Soft-Boiled Egg and Radish Smørrebrød
Smørrebrød are Danish open-faced sandwiches that are simply delicious. Built on a thin slice of bread (traditionally a dense, seeded rye, but whole-wheat works, too!) and smeared with butter this delicacy loves toppings. Perfect for breakfast or a light lunch, a flavorful chive butter and a layer of thinly sliced radish is the base for soft-boiled eggs. The runny yolk adds extra creaminess but the quick-pickled shallots are the ingredient you can’t skip. Grab a fork and knife and pretend you’re in Denmark.
══════════════════════════════
PROBLEMS TO SOLVE –
**a)** According to the smørrebrød text, what kind of bread is traditionally used?
**b)** Rewrite the smørrebrød text from "Soft-Boiled Egg and" up to and including "you’re in Denmark.", changing "butter" to "cream cheese".
The lines are separate material that has nothing to do with the smørrebrød text.

SOURCE DATA –
══════════════════════════════
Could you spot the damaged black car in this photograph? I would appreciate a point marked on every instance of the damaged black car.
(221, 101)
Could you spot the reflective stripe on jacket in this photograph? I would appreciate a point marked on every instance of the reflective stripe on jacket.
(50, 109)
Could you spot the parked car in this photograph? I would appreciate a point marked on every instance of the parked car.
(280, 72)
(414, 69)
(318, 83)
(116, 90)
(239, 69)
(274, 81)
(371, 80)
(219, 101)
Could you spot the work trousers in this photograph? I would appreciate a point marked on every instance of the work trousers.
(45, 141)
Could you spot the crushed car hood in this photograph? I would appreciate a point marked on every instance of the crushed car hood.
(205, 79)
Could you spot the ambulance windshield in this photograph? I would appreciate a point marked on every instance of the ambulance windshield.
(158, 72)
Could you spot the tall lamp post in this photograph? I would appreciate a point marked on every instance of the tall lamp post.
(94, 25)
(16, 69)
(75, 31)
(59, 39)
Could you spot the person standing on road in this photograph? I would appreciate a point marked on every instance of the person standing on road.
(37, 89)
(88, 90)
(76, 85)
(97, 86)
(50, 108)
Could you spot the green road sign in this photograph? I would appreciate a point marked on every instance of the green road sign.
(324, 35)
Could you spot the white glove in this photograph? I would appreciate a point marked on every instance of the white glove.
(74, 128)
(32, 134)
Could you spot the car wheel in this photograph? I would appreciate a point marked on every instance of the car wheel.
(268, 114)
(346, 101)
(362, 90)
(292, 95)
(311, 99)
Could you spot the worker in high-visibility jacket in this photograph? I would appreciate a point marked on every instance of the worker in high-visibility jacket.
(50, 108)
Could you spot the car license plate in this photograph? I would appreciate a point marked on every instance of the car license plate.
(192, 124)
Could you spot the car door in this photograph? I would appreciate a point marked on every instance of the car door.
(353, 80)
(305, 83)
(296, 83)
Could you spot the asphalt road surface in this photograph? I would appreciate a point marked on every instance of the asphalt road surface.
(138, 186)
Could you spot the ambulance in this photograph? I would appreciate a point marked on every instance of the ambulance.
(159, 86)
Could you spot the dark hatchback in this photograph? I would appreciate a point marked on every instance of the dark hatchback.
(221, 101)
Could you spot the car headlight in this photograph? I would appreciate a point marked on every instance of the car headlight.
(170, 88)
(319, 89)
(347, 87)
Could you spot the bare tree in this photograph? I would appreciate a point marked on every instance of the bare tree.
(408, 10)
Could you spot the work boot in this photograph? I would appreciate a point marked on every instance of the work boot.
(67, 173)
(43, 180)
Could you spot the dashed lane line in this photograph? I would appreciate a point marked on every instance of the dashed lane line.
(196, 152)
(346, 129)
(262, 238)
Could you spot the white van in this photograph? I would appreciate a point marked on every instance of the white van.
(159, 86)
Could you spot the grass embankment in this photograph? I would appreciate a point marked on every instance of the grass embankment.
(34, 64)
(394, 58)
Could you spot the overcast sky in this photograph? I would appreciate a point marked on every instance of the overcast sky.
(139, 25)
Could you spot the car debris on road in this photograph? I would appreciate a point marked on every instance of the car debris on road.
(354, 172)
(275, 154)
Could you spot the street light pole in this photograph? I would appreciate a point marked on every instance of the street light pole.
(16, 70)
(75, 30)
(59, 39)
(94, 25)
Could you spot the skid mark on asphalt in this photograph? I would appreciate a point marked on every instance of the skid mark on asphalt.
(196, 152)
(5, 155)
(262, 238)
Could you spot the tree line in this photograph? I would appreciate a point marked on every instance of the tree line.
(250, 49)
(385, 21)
══════════════════════════════
RESPONSES –
**a)** A dense, seeded rye.

**b)**
Soft-Boiled Egg and Radish Smørrebrød
Smørrebrød are Danish open-faced sandwiches that are simply delicious. Built on a thin slice of bread (traditionally a dense, seeded rye, but whole-wheat works, too!) and smeared with cream cheese this delicacy loves toppings. Perfect for breakfast or a light lunch, a flavorful chive cream cheese and a layer of thinly sliced radish is the base for soft-boiled eggs. The runny yolk adds extra creaminess but the quick-pickled shallots are the ingredient you can’t skip. Grab a fork and knife and pretend you’re in Denmark.